Present the lines below as a Markdown table with two columns, Row and Line. Number each row and leave out any blank lines.

▶ _Entries supplied_

..........

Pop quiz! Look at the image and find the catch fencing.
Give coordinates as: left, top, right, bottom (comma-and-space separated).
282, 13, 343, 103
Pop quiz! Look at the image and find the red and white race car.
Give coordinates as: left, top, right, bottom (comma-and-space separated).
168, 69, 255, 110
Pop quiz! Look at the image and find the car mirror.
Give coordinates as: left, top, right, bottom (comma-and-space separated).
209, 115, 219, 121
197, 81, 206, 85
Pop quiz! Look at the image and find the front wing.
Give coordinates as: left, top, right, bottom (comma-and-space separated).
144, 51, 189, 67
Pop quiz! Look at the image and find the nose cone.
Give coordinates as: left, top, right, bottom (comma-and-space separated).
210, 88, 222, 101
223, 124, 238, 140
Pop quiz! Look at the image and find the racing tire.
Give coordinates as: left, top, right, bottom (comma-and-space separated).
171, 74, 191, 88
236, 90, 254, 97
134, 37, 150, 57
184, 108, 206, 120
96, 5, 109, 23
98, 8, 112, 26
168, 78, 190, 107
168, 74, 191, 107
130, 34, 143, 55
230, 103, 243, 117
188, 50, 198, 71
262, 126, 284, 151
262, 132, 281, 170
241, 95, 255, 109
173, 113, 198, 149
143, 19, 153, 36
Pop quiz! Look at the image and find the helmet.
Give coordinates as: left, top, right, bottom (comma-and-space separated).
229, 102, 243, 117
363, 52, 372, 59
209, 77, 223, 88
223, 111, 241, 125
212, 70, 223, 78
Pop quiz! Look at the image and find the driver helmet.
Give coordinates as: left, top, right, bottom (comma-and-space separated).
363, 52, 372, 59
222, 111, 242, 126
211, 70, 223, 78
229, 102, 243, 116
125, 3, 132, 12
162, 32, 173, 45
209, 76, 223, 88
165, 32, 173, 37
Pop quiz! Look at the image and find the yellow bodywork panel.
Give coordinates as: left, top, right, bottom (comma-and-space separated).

..........

▶ _Task result_
| Row | Line |
|---|---|
| 1 | Pop quiz! Look at the image and find the catch fencing. |
| 2 | Give coordinates as: left, top, right, bottom (comma-and-space separated). |
| 3 | 282, 13, 343, 103 |
| 4 | Pop quiz! Look at the image and find the red and white race car. |
| 5 | Give coordinates as: left, top, right, bottom (comma-and-space separated). |
| 6 | 168, 69, 255, 110 |
| 7 | Pop quiz! Look at the image and find the car mirror. |
| 8 | Give coordinates as: left, top, right, bottom (comma-and-space separated). |
| 9 | 209, 115, 219, 121 |
| 10 | 197, 81, 206, 85 |
| 11 | Pop quiz! Look at the image and find the front wing. |
| 12 | Give coordinates as: left, top, right, bottom (comma-and-space separated). |
| 13 | 144, 51, 189, 67 |
| 14 | Pop quiz! Look at the image and find the nose cone. |
| 15 | Give coordinates as: left, top, right, bottom (comma-and-space separated). |
| 16 | 210, 88, 222, 101 |
| 17 | 223, 124, 238, 140 |
| 18 | Pop quiz! Look at the image and find the racing tire. |
| 19 | Give coordinates as: left, top, right, bottom (comma-and-space separated). |
| 20 | 171, 74, 191, 88 |
| 21 | 236, 90, 254, 97 |
| 22 | 134, 37, 150, 57 |
| 23 | 184, 108, 206, 120 |
| 24 | 96, 5, 109, 23 |
| 25 | 98, 8, 112, 26 |
| 26 | 168, 78, 190, 107 |
| 27 | 168, 74, 191, 107 |
| 28 | 130, 34, 143, 55 |
| 29 | 230, 103, 243, 117 |
| 30 | 188, 50, 198, 71 |
| 31 | 262, 126, 284, 151 |
| 32 | 262, 132, 281, 170 |
| 33 | 241, 95, 255, 109 |
| 34 | 173, 113, 198, 149 |
| 35 | 143, 19, 153, 36 |
| 36 | Pop quiz! Look at the image and find the helmet. |
| 37 | Give coordinates as: left, top, right, bottom (comma-and-space separated). |
| 38 | 229, 102, 243, 117 |
| 39 | 363, 52, 372, 59 |
| 40 | 209, 77, 223, 88 |
| 41 | 223, 111, 241, 125 |
| 42 | 212, 70, 223, 78 |
| 43 | Pop quiz! Look at the image and find the driver helmet. |
| 44 | Give coordinates as: left, top, right, bottom (comma-and-space separated). |
| 45 | 363, 52, 372, 59 |
| 46 | 222, 111, 242, 126 |
| 47 | 211, 70, 223, 78 |
| 48 | 229, 102, 243, 116 |
| 49 | 125, 3, 132, 12 |
| 50 | 162, 32, 173, 45 |
| 51 | 209, 76, 223, 88 |
| 52 | 165, 32, 173, 37 |
| 53 | Pop quiz! Look at the image and find the yellow bodywork panel. |
| 54 | Give coordinates as: left, top, right, bottom (comma-and-space separated). |